[Data supplied Boundary: Start]

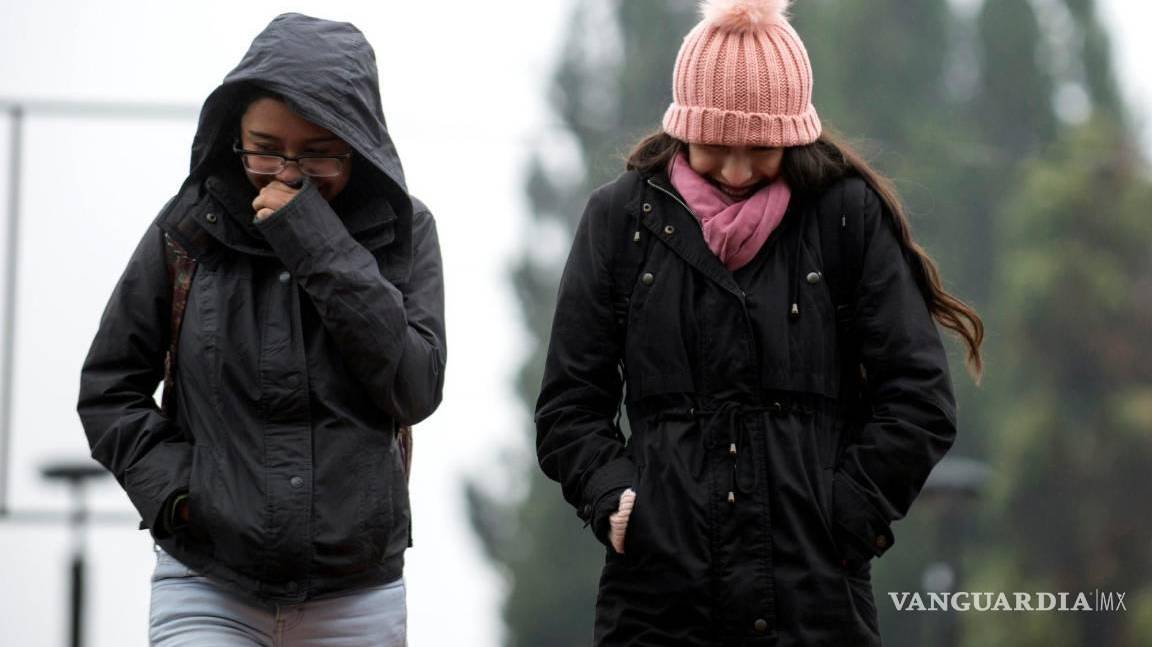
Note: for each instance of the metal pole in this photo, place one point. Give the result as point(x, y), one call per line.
point(9, 296)
point(78, 519)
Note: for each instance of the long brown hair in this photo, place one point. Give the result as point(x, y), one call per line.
point(810, 169)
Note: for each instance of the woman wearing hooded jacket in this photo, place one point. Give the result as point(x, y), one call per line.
point(272, 481)
point(751, 286)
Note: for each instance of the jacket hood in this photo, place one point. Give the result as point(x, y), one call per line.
point(326, 73)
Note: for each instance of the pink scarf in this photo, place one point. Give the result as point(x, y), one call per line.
point(734, 230)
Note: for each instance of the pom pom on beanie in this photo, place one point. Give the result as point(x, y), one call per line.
point(744, 15)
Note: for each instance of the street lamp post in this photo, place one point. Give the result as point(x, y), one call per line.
point(76, 474)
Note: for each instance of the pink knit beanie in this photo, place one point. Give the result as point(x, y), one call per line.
point(743, 77)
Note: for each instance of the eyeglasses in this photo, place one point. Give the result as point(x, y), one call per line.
point(271, 164)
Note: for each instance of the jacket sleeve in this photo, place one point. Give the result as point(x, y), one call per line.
point(577, 440)
point(128, 435)
point(392, 339)
point(912, 420)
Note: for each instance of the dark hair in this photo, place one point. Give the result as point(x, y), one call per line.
point(810, 169)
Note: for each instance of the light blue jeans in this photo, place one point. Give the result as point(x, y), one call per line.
point(190, 610)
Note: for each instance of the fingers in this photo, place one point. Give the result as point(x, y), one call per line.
point(273, 196)
point(618, 523)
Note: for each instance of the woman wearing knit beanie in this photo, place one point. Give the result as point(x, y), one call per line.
point(750, 290)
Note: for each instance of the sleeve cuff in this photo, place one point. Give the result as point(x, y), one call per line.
point(861, 531)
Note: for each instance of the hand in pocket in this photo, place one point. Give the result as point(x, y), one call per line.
point(618, 523)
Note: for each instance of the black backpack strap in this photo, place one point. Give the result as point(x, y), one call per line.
point(181, 267)
point(842, 246)
point(842, 251)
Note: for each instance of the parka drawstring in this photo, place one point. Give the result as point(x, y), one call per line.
point(726, 426)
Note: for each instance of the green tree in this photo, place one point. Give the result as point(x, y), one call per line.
point(1074, 440)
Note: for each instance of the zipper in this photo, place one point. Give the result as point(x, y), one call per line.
point(743, 296)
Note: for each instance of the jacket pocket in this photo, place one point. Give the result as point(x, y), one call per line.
point(381, 472)
point(203, 482)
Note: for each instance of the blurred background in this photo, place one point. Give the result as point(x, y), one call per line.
point(1015, 130)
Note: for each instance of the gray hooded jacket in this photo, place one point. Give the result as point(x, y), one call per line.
point(308, 340)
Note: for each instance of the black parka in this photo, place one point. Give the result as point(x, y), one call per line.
point(308, 339)
point(763, 487)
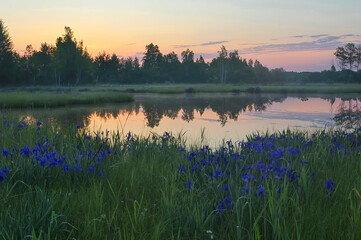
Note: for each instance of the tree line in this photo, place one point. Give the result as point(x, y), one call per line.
point(68, 63)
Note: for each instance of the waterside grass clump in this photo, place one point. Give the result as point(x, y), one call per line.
point(70, 183)
point(60, 98)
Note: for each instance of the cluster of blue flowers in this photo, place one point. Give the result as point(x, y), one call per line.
point(253, 167)
point(89, 155)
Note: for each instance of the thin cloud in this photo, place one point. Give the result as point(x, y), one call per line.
point(213, 43)
point(184, 46)
point(323, 43)
point(250, 44)
point(319, 35)
point(299, 36)
point(201, 44)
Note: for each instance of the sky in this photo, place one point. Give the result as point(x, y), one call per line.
point(298, 35)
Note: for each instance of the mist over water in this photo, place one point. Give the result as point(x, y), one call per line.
point(210, 118)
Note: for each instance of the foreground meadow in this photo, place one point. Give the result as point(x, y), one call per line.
point(72, 184)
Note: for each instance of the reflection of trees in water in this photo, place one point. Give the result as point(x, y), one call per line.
point(228, 107)
point(349, 113)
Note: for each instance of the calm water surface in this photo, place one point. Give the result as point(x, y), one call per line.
point(216, 117)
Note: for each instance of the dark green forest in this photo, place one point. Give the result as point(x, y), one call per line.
point(68, 63)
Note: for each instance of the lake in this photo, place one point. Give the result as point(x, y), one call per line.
point(210, 118)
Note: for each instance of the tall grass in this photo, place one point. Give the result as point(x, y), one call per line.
point(53, 99)
point(70, 183)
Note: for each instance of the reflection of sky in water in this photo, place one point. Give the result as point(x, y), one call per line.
point(219, 116)
point(291, 113)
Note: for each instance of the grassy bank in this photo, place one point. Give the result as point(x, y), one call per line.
point(64, 184)
point(41, 99)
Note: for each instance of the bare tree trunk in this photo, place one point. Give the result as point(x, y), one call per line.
point(78, 76)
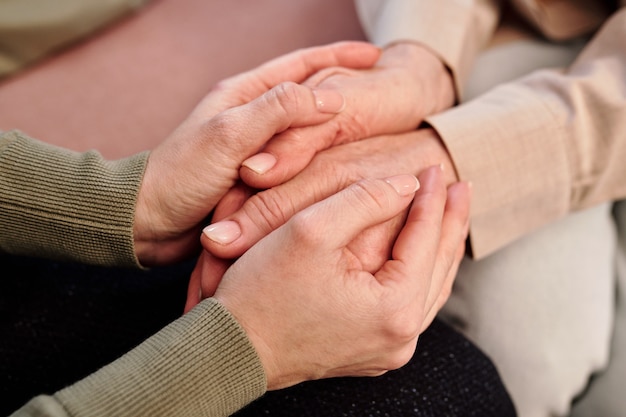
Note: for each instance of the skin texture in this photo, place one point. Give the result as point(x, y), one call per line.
point(254, 215)
point(189, 172)
point(106, 92)
point(359, 323)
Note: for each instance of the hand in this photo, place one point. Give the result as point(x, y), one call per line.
point(312, 311)
point(408, 83)
point(194, 167)
point(241, 220)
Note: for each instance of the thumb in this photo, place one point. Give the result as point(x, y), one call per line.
point(341, 217)
point(248, 127)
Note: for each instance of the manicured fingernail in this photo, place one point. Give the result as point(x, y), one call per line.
point(260, 163)
point(404, 184)
point(222, 232)
point(329, 101)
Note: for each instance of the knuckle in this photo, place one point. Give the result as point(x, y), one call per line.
point(287, 96)
point(305, 231)
point(268, 211)
point(368, 190)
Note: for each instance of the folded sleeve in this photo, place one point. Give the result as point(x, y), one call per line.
point(545, 145)
point(32, 29)
point(455, 30)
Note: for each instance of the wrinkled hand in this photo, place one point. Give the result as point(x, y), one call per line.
point(310, 308)
point(407, 84)
point(195, 166)
point(243, 219)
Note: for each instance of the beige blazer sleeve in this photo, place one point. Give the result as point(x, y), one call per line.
point(545, 145)
point(32, 29)
point(455, 30)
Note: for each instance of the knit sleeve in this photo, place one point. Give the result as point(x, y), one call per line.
point(544, 145)
point(66, 205)
point(202, 364)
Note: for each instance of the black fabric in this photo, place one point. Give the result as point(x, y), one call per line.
point(59, 322)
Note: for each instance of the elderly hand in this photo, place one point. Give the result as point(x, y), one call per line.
point(305, 276)
point(408, 83)
point(241, 220)
point(192, 169)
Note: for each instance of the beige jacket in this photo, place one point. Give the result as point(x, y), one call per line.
point(537, 148)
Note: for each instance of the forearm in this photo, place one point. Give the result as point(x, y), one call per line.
point(200, 365)
point(65, 205)
point(455, 31)
point(545, 145)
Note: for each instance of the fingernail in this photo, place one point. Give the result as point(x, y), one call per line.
point(222, 232)
point(260, 163)
point(404, 184)
point(329, 101)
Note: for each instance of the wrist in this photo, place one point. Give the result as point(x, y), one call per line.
point(437, 153)
point(437, 82)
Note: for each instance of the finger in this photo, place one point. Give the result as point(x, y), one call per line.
point(262, 213)
point(415, 251)
point(243, 130)
point(296, 67)
point(232, 201)
point(451, 247)
point(268, 210)
point(289, 153)
point(213, 270)
point(193, 288)
point(337, 220)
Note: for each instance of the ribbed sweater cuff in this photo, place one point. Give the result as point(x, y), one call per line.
point(67, 205)
point(202, 364)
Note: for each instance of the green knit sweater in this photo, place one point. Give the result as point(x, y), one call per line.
point(77, 206)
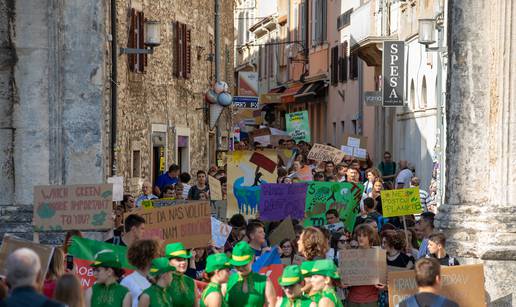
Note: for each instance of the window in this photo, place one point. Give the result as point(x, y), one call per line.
point(335, 65)
point(137, 62)
point(353, 66)
point(182, 50)
point(343, 62)
point(344, 20)
point(136, 171)
point(319, 13)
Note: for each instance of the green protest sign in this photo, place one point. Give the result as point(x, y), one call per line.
point(401, 202)
point(342, 196)
point(297, 126)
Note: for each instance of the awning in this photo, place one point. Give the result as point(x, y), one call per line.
point(288, 94)
point(309, 91)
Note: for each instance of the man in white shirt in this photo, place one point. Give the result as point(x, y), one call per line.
point(404, 176)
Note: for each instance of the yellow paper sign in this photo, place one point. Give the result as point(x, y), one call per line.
point(401, 202)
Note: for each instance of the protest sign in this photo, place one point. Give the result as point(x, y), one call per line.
point(118, 187)
point(219, 232)
point(401, 202)
point(463, 284)
point(11, 243)
point(189, 223)
point(320, 152)
point(343, 196)
point(359, 267)
point(84, 250)
point(285, 230)
point(73, 207)
point(278, 201)
point(215, 188)
point(297, 126)
point(247, 171)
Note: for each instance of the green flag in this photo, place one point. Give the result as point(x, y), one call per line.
point(86, 249)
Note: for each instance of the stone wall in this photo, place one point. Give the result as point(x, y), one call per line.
point(158, 99)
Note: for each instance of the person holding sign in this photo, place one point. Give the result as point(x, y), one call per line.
point(247, 288)
point(107, 291)
point(156, 295)
point(324, 277)
point(292, 283)
point(428, 279)
point(217, 270)
point(182, 287)
point(367, 295)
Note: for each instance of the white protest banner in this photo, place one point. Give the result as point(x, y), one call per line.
point(219, 232)
point(363, 266)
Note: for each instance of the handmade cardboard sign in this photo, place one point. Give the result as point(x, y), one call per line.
point(285, 230)
point(215, 188)
point(401, 202)
point(363, 266)
point(247, 171)
point(73, 207)
point(463, 284)
point(11, 243)
point(188, 223)
point(320, 152)
point(278, 201)
point(323, 196)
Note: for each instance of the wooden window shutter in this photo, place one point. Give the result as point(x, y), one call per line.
point(142, 58)
point(187, 53)
point(131, 58)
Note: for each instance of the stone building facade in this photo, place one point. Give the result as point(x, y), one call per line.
point(55, 96)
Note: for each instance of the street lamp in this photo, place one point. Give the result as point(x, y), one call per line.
point(427, 28)
point(152, 39)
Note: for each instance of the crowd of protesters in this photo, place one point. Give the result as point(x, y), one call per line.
point(165, 275)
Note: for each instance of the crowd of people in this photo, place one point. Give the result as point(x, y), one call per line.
point(167, 275)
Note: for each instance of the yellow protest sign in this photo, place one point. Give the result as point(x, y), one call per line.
point(401, 202)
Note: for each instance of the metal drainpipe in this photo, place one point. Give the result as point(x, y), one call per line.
point(114, 87)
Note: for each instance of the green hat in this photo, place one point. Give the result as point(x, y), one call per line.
point(217, 262)
point(291, 276)
point(106, 259)
point(242, 254)
point(177, 250)
point(325, 267)
point(306, 267)
point(160, 266)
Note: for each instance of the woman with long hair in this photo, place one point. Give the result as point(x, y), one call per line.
point(55, 270)
point(217, 272)
point(156, 294)
point(107, 291)
point(68, 291)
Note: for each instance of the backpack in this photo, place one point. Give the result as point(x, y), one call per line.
point(412, 302)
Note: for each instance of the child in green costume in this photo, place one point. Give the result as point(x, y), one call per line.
point(217, 270)
point(107, 291)
point(156, 295)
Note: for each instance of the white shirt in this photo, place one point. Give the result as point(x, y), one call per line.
point(136, 283)
point(403, 179)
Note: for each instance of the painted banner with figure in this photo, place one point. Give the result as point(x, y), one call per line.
point(297, 126)
point(247, 171)
point(73, 207)
point(463, 284)
point(279, 201)
point(323, 196)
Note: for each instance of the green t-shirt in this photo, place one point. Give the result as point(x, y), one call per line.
point(210, 288)
point(182, 291)
point(158, 296)
point(255, 295)
point(112, 295)
point(302, 301)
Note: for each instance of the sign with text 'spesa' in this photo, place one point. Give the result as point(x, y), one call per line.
point(393, 73)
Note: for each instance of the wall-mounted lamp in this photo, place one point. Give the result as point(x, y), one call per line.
point(152, 39)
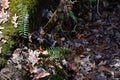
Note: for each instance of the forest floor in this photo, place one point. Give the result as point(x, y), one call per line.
point(95, 45)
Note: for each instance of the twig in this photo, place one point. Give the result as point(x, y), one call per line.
point(98, 8)
point(50, 19)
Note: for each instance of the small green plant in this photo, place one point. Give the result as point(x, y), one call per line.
point(58, 52)
point(23, 21)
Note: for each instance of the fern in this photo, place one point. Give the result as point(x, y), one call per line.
point(23, 21)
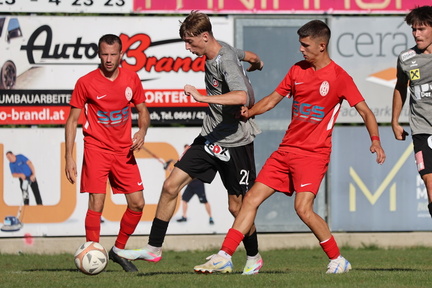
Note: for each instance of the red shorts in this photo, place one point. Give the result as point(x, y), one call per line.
point(288, 172)
point(121, 170)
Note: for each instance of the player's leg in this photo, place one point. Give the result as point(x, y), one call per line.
point(423, 158)
point(24, 189)
point(208, 209)
point(166, 206)
point(243, 223)
point(94, 176)
point(125, 176)
point(184, 212)
point(35, 188)
point(307, 176)
point(186, 196)
point(93, 215)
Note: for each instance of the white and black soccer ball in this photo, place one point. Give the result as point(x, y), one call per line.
point(91, 258)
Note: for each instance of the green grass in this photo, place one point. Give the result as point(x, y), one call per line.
point(372, 267)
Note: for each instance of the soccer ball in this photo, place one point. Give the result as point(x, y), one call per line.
point(91, 258)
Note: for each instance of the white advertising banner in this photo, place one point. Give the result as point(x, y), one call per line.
point(367, 48)
point(63, 207)
point(43, 57)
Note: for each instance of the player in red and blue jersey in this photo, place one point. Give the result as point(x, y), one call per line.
point(318, 86)
point(105, 95)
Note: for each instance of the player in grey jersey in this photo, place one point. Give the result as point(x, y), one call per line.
point(414, 69)
point(225, 144)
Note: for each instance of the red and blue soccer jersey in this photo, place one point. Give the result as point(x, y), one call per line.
point(317, 98)
point(107, 108)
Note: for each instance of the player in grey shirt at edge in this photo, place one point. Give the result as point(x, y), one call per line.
point(225, 144)
point(414, 69)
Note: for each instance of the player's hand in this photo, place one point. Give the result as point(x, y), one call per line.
point(190, 90)
point(137, 141)
point(256, 66)
point(399, 132)
point(376, 148)
point(244, 113)
point(71, 171)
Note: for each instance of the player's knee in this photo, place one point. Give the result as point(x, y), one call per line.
point(170, 189)
point(304, 213)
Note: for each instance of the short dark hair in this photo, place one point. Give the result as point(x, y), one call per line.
point(195, 24)
point(315, 29)
point(110, 39)
point(421, 15)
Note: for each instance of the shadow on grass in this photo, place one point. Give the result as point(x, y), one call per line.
point(387, 269)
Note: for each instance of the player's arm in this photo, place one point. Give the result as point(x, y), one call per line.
point(70, 134)
point(143, 124)
point(262, 106)
point(372, 127)
point(254, 61)
point(231, 98)
point(399, 97)
point(32, 169)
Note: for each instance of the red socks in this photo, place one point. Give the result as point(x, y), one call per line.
point(232, 241)
point(92, 225)
point(330, 248)
point(128, 224)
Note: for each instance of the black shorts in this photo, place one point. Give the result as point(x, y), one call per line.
point(195, 187)
point(423, 153)
point(238, 173)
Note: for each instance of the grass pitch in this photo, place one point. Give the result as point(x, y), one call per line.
point(372, 267)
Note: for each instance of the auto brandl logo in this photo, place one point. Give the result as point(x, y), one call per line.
point(325, 87)
point(128, 93)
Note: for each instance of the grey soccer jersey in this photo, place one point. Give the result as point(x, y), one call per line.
point(417, 68)
point(222, 125)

[Data supplied Boundary: End]

The problem = Return exactly the lines from the one containing "Note: for each instance of the grey" through the last line of the records above, both included, and nothing else.

Exercise answer =
Note: for each instance of the grey soccer jersey in this photo, place one point. Give the result as point(x, y), one call per line.
point(417, 68)
point(222, 125)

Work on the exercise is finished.